**Required action:** Find the line containing "Target: white wall". Retype it and every line after it through the end of the entries, exactly as written, with nothing added.

# # # # #

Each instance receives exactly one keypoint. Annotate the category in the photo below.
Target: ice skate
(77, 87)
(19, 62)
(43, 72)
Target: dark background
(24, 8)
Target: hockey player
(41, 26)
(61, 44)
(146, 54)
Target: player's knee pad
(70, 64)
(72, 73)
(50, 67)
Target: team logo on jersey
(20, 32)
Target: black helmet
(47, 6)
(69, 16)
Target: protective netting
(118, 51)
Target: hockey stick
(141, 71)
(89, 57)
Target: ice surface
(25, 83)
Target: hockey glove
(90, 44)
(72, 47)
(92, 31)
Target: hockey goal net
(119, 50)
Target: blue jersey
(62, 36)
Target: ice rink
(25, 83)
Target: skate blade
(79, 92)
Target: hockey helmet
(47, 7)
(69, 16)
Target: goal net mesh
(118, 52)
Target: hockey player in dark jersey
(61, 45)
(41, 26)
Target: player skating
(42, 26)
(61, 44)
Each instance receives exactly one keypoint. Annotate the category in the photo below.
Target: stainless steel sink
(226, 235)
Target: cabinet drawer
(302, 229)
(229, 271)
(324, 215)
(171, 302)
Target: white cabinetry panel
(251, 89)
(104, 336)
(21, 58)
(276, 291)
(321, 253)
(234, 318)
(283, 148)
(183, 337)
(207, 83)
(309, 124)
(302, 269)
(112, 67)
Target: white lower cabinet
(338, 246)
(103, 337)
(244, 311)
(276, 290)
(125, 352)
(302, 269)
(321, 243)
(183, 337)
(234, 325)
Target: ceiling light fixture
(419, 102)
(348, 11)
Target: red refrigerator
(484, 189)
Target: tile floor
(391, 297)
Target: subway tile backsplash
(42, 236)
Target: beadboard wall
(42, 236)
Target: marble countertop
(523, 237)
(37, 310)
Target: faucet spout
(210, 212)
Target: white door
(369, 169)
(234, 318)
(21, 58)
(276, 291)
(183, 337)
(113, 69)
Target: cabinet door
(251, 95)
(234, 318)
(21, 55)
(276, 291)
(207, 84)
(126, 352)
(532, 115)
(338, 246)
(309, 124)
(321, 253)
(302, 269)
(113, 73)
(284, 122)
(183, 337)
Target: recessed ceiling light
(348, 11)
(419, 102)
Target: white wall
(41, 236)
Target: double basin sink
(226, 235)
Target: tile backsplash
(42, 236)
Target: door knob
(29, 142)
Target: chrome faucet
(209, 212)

# # # # #

**Your solution:**
Target: white wall
(41, 236)
Target: double basin sink
(226, 235)
Target: tile backsplash
(42, 236)
Target: door knob
(29, 142)
Target: chrome faucet
(209, 212)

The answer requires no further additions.